-- start Excerpted passage --

M: Yes, you do. I can tell that even without looking at the group. Just the tone of your voice and the look in your eye is enough evidence for me.
T: We *ALSO* are infested by [a troll]--something completely different than the normal abuses that afflict a newsgroup -- and any member of any newsgroup that has infested by [it] would readily attest to this fact.
M: Cf. the now defunct Usenet II. If you want to eliminate all human fungi, that's the kind of work you have to do. If you want to have fun with the existing system, you'll have to put up with some noise in the background.
Taking control of the inner life of discussion groups has been proposed, implemented, and found unsatisfactory. You may, of course, create your own news hierarchy with new anti-troll rules and invite the world to come play in your new namespace. Speak but the word and your world will be created! In the Big Eight namespace, the consensus (so far) is that the system works well enough for a lot of people to have fun with it. Trolls happen.
T: ... the desire is to get him to *stop* inundating MWS with his off-topic, vicious and cross posted crap. Is that, somehow, unreasonable?
M: The desire is perfectly understandable and healthy. Now we need "a means to an end." By what means shall we attain this end? ("You folks get rid of him for us" is not an option.)
T: Educating mws posters isn't the issue. Educating mws newbies isn't the issue. Cutting off the flood from (a) JM and (b) whatever argumentative gits he's dragged in from all four corners of alt.*, now, THAT is the issue.
M: OK, "cutting off the flood" is possible in a moderated newsgroup. It's not possible in an unmoderated group.
T:... We *want* OUR newsgroup back. We are willing to put forth the effort needed to clean it up.
M: Learn the Law of Trolls: they feed on opposition. Quietly write to people you like, one by one, in the background, via e-mail, and persuade them, if you can, to give up all contests of manhood and honor. (I use the word manhood deliberately and without any disdain for female trolls. They enter into testosterone wars, too.)
T: ... If a newsgroup has been subjected to his off-topic, cross posted spam, its members detest him.
M: Attacking a troll strengthens it. Thirty or forty years ago, I read a sci-fi story about a war between two groups. The key to the resolution of the war was realizing that every weapon fired at the enemy rained equal destruction on the users of the weapon. I guess it was a version of the law of karma.
T:... If the curse of [this troll] was loosed on news.groups would you be willing to give up and change over to news.groups.moderated?
M: Folks have discussed this over the years. My news server (newsguy) seems to filter out a huge amount of troll droppings for me. I clean up anything left over with filters and/or a quick decision to pick my way past the cowpies.
T: You know, it's easy to be philosophical and wax eloquent about treating your fellow troll with respect, sitting in the comfort of your own, basically clean newsgroup.
M: LOL! Yes, it's easy to be philosophical. If I'm a "fellow troll," I guess you'll have to take my advice about how to treat us trolls. ;o) And yes, I'm very, very grateful for the "basically clean newsgroups" that I participate in.
T: Wouldn't you consider unfair that one man, apparently a rabid cross poster, could force you from your "home" and make you move to another?

-- end Excerpted passage --
-- start Listed entries --

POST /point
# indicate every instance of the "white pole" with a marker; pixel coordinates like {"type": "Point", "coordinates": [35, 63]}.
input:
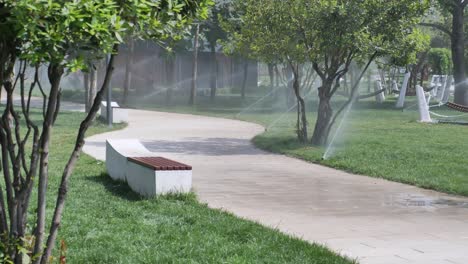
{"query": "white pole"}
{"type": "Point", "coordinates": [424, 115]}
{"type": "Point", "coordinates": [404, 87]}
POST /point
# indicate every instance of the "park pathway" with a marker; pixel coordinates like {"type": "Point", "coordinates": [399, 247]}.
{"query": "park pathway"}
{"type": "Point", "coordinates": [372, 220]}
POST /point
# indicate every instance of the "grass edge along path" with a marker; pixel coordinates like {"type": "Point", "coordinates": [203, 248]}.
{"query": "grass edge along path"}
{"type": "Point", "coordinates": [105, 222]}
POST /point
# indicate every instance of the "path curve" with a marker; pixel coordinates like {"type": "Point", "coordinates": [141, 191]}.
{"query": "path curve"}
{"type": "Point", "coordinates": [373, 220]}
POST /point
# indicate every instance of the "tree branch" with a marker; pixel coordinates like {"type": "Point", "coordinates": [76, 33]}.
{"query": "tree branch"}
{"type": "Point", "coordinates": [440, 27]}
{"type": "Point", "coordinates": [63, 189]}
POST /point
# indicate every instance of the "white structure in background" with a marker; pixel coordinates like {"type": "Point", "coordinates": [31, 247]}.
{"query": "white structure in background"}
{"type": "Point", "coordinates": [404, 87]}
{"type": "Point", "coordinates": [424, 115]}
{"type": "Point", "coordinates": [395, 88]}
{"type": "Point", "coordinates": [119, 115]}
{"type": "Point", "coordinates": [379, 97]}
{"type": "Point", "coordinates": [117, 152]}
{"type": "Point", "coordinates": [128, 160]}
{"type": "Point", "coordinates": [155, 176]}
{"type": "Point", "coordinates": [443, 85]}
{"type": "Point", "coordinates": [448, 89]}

-- end Listed entries --

→ **What is asked**:
[a] Put this sentence from the Usenet exchange about trolls into Spanish: "Taking control of the inner life of discussion groups has been proposed, implemented, and found unsatisfactory."
[b] Answer these from the Usenet exchange about trolls:
(i) What does M name as his news server?
(ii) According to the Law of Trolls, what do trolls feed on?
(iii) In what kind of newsgroup does M say "cutting off the flood" is possible?
[c] Write the next part of the Usenet exchange about trolls, starting with M's reply to T's last question.
The listing has nothing to do with the Usenet exchange about trolls.

→ **The answers**:
[a] Tomar el control de la vida interna de los grupos de discusión se ha propuesto, se ha puesto en práctica y se ha considerado insatisfactorio.

[b]
(i) Newsguy.
(ii) Opposition.
(iii) A moderated newsgroup.

[c]
M: I made a choice like that in 1998. BTDT and still am paying the mortgage on the new house. It was my choice, and I'm doing my level best not to whine about my choice.
T: ... Make an exception in this exceptional case.
M: I firmly believe that there are exceptions to every rule (except to the rule of exceptions). I've advocated and defended making exceptions (cf. rec.crafts.scrapbooks). I don't think the sky is falling and I'm not going to run around trying to prop it up this morning. ;o)
T: ... All that we really need to regain our newsgroup is to disallow cross posting, which is a very minimum amount of moderation.
M: You can teach people to achieve that effect by using the anti-crossposting tools. Or work to create rws.moderated.
T: ... Please subscribe to misc.writing.screenplays for a couple days.
M: No, thanks.
T: You will immediately see the scope of our problem -- and that it is, in reality, an external problem -- not an internal squabble.
M: I take your word for this. I believe you. You're right. I concede your point. That it is an "external problem" does not mean that anyone other than you can solve it. No one else can take a bath for you; no one else can gain enlightenment for you.
T: The group makes a very bad first impression, and few of those who meander this way bother to stick around.
M: Enjoy the few. Nurture them. Aren't they good people to spend time with?
+ + + + + +
Don Aitken: "Keep using the group for what it is intended for. If there are not enough on-topic threads, then start some. Time and energy used in debating how to deal with [your troll] is time and energy subtracted from that."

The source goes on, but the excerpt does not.